■ **Task instructions**
Your answer should consist of every line in the records that holds "dark".

[Items from a data source]
BEGIN
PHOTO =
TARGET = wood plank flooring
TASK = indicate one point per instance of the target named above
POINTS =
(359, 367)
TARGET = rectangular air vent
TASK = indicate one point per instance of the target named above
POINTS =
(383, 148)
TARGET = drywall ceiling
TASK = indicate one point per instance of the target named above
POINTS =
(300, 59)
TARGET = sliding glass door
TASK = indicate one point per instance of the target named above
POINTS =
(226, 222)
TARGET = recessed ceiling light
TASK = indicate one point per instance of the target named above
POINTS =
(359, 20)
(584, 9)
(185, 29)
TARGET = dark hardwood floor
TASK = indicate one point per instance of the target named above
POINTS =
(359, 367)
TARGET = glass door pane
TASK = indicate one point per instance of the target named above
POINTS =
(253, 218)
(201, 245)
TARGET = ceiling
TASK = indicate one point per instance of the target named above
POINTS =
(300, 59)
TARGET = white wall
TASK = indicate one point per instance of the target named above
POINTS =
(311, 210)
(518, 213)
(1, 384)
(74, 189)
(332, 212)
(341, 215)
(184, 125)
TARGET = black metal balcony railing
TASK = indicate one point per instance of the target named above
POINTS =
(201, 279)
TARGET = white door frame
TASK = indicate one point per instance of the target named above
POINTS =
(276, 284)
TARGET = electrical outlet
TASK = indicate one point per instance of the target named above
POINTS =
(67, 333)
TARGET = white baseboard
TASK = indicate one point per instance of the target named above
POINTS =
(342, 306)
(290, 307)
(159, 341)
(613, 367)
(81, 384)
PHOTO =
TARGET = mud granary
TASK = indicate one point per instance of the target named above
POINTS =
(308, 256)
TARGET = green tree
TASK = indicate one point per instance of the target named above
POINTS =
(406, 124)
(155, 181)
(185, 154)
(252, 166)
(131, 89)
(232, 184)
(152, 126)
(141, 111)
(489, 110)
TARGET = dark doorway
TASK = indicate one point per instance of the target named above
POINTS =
END
■ **Problem solution**
TARGET = dark hardwood floor
TARGET = dark doorway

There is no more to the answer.